» **LIST OF TASKS**
#1 In the comments about World War II combat, whom can GIs on Okinawa be said to have inherited the responsibility of caring for?
#2 Reproduce the comments about World War II combat, starting at "That's not quite" and ending at "the Japanese military.".
#3 Proceed with the comments about World War II combat from the point where they stop.
TEXT PASSAGE Block Start
That Marine was a boot, experiencing combat for the first time & was sitting on his ass while sledge was prepping ammo... Snafu would’ve done that to sledge, back on peleliu. He wouldn’t have done that to him in Okinawa because he now sledgehammer & has proven himself... it would’ve been nice, yes but no infantry Marine is nice to boots. they weren’t then, definitely weren’t when I was in, & I’m sure it’s still the same now
No wonder veterans from Europe and the Pacific couldn’t relate to each other’s experiences. At least in Europe soldiers could be reminded what they were fighting for in the eyes of all the local civilians, POW’s, and concentration camp prisoners. In the pacific there was nothing, but jungle, you only fought in absolute hell for the guy next to you.
That's not quite a fair representation. American Soldiers who liberated the Philippines certainly would have been treated as liberators much like GIs in France, Belgium, and the Netherlands. Even on Okinawa it can be argued that GIs inherited the responsibility of caring for native Okinawans who were horribly mistreated by the Japanese military.
TEXT PASSAGE Block End
STUDY MATERIAL Block Start
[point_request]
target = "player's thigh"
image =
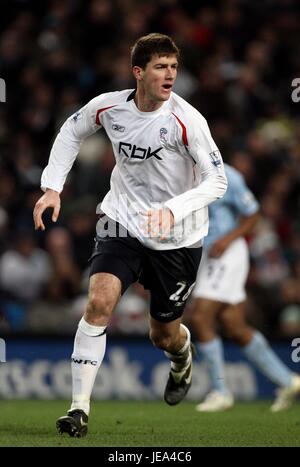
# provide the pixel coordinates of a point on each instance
(223, 279)
(104, 293)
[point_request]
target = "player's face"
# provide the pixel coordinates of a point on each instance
(159, 76)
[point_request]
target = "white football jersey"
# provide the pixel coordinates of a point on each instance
(164, 158)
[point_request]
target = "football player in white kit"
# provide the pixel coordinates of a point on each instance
(220, 294)
(153, 219)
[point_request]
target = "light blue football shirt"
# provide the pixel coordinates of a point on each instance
(225, 213)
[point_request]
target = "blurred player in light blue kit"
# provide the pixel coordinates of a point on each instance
(220, 294)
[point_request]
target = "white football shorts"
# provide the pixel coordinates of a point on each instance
(223, 279)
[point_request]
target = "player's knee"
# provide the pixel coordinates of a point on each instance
(99, 305)
(162, 341)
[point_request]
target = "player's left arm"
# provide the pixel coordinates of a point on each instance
(213, 182)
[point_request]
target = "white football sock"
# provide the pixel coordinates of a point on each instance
(88, 353)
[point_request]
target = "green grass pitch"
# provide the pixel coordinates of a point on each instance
(120, 424)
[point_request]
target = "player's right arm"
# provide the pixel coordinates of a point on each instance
(62, 156)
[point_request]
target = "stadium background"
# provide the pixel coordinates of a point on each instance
(239, 59)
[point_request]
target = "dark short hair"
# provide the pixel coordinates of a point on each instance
(152, 44)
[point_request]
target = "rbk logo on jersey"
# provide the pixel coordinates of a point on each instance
(132, 151)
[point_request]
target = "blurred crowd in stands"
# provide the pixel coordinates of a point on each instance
(239, 59)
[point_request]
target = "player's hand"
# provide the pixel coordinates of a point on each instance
(219, 247)
(50, 199)
(158, 223)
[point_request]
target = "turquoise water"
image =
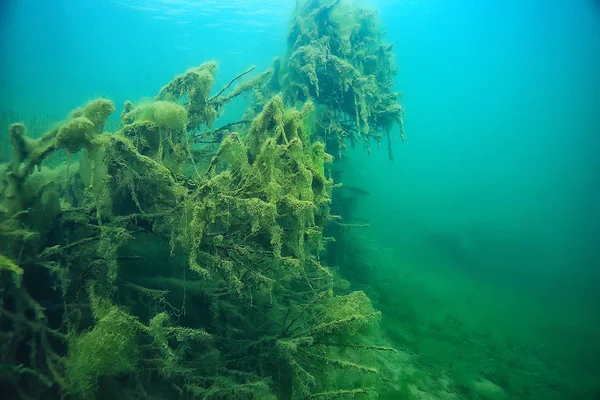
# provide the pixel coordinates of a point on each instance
(482, 246)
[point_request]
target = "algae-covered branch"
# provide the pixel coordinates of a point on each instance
(148, 263)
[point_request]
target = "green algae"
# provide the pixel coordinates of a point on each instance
(159, 275)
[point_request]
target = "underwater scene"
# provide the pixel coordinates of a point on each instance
(300, 199)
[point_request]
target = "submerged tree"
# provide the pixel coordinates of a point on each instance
(146, 271)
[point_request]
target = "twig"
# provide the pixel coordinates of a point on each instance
(231, 83)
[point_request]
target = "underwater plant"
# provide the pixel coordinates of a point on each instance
(141, 270)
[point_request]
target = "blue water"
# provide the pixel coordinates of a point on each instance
(499, 180)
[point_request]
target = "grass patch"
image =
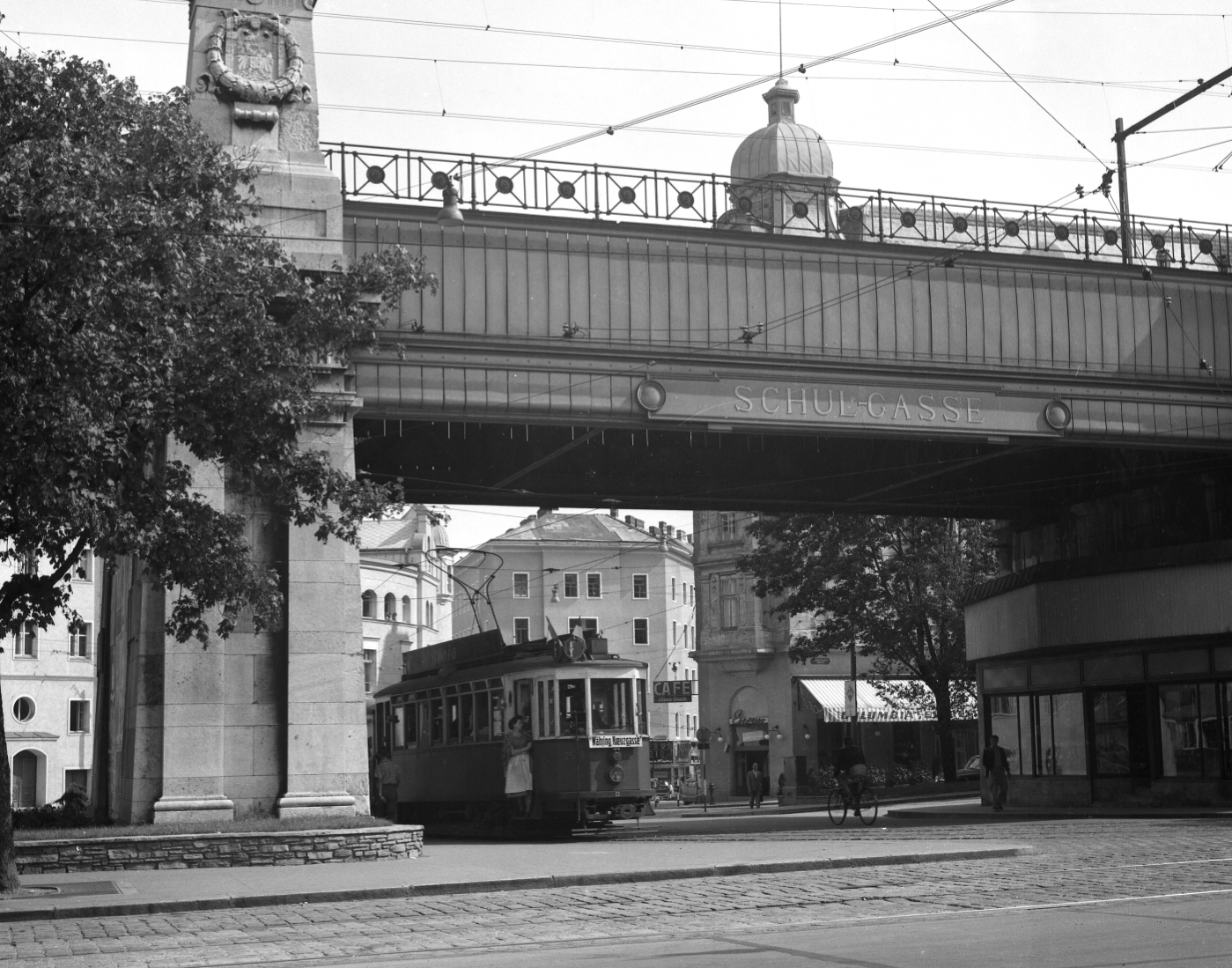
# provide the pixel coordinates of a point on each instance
(250, 825)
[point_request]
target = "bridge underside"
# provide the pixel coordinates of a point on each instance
(559, 466)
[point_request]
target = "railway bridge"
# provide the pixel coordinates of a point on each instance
(769, 339)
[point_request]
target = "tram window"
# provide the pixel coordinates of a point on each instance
(453, 720)
(522, 692)
(399, 726)
(482, 717)
(573, 704)
(498, 712)
(468, 718)
(438, 722)
(611, 706)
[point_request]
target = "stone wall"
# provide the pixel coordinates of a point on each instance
(178, 851)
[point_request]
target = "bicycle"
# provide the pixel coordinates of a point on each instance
(867, 806)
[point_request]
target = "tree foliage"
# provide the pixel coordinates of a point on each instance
(889, 585)
(139, 305)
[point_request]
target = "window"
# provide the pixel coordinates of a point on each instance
(370, 665)
(611, 706)
(79, 716)
(77, 779)
(1043, 735)
(27, 642)
(727, 605)
(1189, 730)
(80, 634)
(573, 704)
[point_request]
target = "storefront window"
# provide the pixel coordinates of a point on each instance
(1067, 755)
(1189, 729)
(1003, 718)
(611, 706)
(1110, 718)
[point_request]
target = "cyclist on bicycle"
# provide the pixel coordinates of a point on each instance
(851, 765)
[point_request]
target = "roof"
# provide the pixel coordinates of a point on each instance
(783, 148)
(398, 532)
(559, 528)
(830, 696)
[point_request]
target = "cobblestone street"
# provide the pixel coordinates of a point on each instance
(1071, 861)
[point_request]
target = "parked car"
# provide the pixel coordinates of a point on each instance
(971, 771)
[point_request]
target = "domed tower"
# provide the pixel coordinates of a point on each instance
(783, 175)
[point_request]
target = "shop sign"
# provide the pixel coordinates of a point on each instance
(673, 690)
(607, 743)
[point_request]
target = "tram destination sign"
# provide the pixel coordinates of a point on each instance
(673, 690)
(607, 743)
(808, 405)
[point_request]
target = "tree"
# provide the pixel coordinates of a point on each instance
(891, 587)
(139, 305)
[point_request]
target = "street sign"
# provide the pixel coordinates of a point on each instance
(673, 690)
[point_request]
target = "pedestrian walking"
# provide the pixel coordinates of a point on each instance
(997, 770)
(754, 780)
(387, 776)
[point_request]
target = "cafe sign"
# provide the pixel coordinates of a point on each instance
(933, 408)
(673, 690)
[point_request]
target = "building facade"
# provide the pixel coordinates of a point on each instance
(1103, 652)
(407, 599)
(48, 677)
(599, 574)
(787, 717)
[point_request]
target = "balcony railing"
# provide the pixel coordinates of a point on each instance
(862, 214)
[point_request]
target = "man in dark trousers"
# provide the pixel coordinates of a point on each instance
(997, 770)
(754, 780)
(849, 764)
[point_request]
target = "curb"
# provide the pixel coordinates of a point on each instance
(478, 887)
(821, 807)
(1163, 814)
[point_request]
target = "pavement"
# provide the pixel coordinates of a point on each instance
(467, 868)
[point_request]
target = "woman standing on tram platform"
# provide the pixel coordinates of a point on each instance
(518, 764)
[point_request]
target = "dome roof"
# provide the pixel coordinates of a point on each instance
(783, 148)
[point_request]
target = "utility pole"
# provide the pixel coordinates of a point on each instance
(1123, 133)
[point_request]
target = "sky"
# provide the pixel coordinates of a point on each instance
(1018, 106)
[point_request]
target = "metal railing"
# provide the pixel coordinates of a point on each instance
(790, 207)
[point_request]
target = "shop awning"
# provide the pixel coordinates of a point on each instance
(830, 698)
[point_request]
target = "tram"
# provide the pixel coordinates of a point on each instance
(444, 727)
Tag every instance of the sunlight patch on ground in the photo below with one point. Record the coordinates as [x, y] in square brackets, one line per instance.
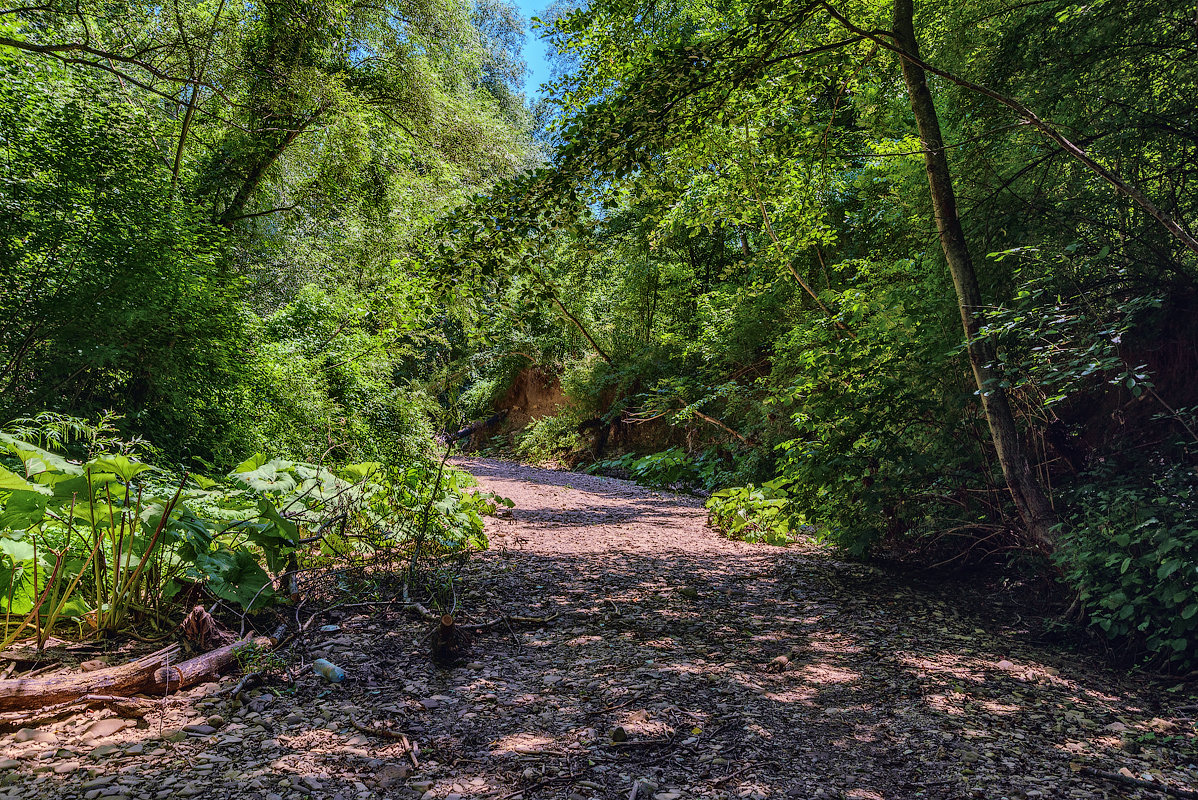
STUDY MATERIAL Block End
» **RESPONSES PER TASK**
#1 Native Okinawans who were horribly mistreated by the Japanese military.

#2
That's not quite a fair representation. American Soldiers who liberated the Philippines certainly would have been treated as liberators much like GIs in France, Belgium, and the Netherlands. Even on Okinawa it can be argued that GIs inherited the responsibility of caring for native Okinawans who were horribly mistreated by the Japanese military.

#3
So a little fun fact (well not so fun): During Okinawa, the IJA would have civilians run out into the middle of an active firefight to draw out American positions by the Americans either shooting the civilians (which did happen) or by them leaving cover to get them to safety. They would also use them as human shields as well. Oh and also a not so fun fact: the IJA conscripted a bunch of middle school and high school boys from the island to fight as well. Which means that a lot of the enemy being killed where young boys aged 12-14. Ain’t war shit.
It's not just war. The local people in Okinawa are actually not Japs, but Ryukyuans, who had their own small but independent country called Ryukyu. At the time Ryukyu was annexed by Japan. The Japanese see Ryukyuans as inferior, as they do to other peoples of those countries they invaded. Japanese has a track record of using civilians as human bombs, human shields, and even human experimental subjects, including but not limited to Chinese, Korean, Ryukyuan, and Russian. The middle school and high school boys and girls you mentioned are also Ryukyuans. The Japanese also forced the local Ryukyuans to commit suicide by the families to prevent them from surrendering. The better ones were given a grenade, the not-so-lucky ones, the father had to kill his daughters and wife himself and then jump off the cliff. The sarcastic part was some of the IJA troops ended up surrendering. Few people talk about these Japanese war crimes nowadays.
Wait who the hell was killed during the ammo run? It wasn’t Hamm, he gets killed later when he saves Kathy from goading the enemy into shooting him during his breakdown. Who was that?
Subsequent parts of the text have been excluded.